Could you copy the data below word for word, from the line with "tooth in the picture above." to the line with "Target: chain cutting tooth", both of those lines included?
#### Extracted data ####
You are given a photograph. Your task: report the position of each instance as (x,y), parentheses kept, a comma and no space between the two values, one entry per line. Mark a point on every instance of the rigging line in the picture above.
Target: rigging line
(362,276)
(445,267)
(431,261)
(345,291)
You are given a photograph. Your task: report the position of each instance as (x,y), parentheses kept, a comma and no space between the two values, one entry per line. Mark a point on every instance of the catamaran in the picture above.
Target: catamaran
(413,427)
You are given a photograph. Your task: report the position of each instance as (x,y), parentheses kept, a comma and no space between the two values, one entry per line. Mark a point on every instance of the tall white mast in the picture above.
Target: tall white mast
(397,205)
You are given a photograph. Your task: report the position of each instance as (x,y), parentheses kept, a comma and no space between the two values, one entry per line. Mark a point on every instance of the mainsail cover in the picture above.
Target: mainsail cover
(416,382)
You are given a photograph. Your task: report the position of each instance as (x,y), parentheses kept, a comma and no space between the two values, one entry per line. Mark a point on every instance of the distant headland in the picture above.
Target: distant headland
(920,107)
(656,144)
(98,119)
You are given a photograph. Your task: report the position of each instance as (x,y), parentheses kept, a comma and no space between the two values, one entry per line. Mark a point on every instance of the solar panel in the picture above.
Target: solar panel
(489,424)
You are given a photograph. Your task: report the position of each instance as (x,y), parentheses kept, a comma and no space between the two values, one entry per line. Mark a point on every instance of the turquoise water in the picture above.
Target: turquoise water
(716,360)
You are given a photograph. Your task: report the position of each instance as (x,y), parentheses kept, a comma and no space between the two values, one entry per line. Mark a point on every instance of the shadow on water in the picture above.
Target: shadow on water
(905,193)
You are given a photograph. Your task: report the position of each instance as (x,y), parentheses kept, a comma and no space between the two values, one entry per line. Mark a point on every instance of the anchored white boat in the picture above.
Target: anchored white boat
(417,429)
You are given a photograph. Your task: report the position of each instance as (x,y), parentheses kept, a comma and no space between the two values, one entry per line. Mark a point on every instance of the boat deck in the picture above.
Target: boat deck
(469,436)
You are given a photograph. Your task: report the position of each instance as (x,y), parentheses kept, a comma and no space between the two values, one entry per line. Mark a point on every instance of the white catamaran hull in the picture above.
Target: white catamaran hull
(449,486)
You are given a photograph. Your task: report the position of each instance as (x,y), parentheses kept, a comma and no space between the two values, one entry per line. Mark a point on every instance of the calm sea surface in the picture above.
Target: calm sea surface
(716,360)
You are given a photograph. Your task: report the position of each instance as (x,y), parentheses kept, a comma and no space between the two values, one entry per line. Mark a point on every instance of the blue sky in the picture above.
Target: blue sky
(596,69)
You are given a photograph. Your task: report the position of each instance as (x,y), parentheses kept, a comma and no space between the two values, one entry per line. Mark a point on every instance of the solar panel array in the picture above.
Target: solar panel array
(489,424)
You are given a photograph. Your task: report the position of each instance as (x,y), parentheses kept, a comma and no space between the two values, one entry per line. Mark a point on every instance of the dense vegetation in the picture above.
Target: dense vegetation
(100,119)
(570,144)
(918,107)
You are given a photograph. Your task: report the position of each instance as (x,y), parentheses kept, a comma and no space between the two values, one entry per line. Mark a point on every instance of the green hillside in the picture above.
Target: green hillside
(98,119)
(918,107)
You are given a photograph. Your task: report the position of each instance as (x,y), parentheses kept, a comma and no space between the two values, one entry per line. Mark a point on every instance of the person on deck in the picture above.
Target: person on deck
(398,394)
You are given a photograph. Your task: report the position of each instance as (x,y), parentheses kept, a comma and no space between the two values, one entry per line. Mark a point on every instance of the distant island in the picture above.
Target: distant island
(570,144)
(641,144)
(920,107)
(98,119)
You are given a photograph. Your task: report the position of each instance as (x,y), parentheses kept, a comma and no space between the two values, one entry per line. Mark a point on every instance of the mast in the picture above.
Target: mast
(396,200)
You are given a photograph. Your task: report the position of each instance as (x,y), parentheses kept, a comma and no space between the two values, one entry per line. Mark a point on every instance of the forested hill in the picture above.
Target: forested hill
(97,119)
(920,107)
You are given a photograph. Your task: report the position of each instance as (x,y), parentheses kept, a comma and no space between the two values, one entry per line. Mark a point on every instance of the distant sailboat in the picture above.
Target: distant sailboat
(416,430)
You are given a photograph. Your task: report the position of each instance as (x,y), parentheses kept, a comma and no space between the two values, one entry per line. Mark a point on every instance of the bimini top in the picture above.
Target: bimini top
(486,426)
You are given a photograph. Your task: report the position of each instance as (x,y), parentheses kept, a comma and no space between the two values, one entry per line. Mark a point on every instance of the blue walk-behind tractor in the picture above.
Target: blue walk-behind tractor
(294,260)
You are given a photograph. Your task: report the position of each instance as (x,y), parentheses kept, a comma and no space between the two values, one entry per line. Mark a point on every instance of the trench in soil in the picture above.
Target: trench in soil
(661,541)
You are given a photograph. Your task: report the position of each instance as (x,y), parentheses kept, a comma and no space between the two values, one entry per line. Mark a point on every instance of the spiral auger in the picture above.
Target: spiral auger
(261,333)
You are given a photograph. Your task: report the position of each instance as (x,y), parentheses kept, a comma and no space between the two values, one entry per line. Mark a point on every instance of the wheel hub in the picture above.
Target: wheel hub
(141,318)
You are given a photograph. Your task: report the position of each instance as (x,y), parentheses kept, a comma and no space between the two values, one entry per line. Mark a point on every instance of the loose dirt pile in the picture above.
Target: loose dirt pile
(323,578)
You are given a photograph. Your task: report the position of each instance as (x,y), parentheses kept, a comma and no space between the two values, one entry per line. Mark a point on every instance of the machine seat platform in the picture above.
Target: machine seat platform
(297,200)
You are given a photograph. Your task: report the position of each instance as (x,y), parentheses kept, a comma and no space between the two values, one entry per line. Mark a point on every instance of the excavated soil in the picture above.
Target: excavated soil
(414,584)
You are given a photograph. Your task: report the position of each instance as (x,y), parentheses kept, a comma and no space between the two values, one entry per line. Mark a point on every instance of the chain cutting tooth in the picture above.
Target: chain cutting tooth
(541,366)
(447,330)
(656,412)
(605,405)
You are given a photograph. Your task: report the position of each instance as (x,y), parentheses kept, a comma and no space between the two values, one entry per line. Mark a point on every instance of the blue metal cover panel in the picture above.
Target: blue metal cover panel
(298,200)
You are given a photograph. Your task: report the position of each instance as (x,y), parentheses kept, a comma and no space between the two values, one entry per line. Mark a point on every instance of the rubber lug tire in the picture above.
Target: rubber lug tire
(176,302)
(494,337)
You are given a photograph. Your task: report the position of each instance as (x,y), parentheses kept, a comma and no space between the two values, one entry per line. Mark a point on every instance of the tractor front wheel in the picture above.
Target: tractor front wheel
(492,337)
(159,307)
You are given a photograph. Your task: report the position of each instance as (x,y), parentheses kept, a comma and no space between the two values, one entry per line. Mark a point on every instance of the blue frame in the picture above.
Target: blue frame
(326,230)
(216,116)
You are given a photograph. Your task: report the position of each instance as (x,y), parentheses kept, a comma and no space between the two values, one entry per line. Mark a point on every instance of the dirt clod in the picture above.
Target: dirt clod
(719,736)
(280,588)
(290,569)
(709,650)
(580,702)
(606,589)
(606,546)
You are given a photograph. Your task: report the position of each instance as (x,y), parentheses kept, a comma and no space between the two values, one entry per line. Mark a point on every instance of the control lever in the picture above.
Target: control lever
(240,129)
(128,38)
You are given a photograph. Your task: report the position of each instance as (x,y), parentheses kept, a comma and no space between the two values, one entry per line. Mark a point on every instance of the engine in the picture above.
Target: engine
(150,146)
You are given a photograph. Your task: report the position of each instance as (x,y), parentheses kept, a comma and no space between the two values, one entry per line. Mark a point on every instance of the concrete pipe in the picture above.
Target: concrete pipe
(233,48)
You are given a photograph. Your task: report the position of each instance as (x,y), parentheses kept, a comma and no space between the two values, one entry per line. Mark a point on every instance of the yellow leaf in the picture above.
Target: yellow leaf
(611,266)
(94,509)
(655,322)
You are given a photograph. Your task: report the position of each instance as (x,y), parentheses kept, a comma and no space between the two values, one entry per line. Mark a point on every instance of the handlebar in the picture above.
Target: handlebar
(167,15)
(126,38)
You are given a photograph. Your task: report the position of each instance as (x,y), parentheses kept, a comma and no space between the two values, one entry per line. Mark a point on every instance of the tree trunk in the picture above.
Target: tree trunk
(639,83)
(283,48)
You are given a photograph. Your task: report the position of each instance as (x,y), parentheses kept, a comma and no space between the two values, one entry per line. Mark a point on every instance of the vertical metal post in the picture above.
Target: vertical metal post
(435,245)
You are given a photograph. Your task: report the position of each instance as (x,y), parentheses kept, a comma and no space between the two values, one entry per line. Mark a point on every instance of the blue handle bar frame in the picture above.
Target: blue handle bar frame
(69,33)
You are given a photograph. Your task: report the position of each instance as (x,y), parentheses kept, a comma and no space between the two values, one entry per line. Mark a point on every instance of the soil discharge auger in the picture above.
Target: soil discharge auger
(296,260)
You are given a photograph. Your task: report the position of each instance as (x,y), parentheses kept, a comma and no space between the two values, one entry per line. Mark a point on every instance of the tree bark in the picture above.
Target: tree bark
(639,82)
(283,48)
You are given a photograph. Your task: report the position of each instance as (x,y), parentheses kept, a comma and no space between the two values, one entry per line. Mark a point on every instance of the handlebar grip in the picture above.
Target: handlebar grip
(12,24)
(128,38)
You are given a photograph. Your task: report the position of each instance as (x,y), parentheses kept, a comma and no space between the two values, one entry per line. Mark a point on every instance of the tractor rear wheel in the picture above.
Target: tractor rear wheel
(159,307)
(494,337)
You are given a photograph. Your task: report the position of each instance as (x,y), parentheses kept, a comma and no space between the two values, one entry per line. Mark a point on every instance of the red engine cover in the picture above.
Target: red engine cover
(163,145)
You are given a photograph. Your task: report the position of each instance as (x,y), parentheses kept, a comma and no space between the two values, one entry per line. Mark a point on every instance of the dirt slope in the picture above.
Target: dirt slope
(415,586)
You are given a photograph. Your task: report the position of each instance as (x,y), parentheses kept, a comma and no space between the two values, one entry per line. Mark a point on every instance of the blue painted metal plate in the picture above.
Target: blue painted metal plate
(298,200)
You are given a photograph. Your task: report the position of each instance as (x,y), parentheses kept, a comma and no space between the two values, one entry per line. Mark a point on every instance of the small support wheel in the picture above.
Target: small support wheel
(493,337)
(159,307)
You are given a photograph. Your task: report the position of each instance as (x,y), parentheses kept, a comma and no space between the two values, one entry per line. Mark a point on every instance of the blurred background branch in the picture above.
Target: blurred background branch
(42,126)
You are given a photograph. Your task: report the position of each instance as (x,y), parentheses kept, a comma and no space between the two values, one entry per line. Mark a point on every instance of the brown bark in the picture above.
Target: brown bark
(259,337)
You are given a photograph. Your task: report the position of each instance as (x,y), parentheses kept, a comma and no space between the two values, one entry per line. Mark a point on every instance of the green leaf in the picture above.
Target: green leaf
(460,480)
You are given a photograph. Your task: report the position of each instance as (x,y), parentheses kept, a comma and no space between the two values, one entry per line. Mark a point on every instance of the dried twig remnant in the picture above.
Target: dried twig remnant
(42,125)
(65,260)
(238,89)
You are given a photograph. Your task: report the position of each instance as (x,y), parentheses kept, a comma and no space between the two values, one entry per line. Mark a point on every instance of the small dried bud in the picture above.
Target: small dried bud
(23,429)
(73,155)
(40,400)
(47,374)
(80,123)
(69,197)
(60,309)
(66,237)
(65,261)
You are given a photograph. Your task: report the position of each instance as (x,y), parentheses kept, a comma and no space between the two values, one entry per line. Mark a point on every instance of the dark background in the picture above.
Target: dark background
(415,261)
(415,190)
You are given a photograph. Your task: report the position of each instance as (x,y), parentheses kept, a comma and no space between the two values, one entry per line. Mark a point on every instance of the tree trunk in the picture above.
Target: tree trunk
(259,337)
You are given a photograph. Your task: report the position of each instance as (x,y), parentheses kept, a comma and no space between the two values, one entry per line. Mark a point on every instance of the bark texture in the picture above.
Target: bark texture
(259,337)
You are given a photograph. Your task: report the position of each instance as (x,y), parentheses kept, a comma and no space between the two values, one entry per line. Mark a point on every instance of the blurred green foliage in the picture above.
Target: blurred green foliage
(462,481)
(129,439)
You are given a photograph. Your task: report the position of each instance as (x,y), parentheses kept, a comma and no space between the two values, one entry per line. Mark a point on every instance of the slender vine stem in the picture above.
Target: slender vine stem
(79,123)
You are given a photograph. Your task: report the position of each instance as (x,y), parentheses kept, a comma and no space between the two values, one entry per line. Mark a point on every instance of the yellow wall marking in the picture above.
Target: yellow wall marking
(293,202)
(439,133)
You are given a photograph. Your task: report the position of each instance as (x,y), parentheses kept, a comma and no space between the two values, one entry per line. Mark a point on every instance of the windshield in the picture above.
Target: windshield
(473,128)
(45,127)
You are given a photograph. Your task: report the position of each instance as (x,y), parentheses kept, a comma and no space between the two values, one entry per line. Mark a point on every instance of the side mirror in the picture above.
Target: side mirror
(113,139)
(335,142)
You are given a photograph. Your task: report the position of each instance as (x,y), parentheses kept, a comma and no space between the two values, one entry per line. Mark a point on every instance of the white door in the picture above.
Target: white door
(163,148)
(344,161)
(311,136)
####
Full output:
You are given a photograph. Your task: report the position of each instance as (x,y), parentheses kept, a comma and no space between the two values, one entry per line. Mark a point on every instance of the chain cutting tooth in the picture above.
Target: chain cutting tooth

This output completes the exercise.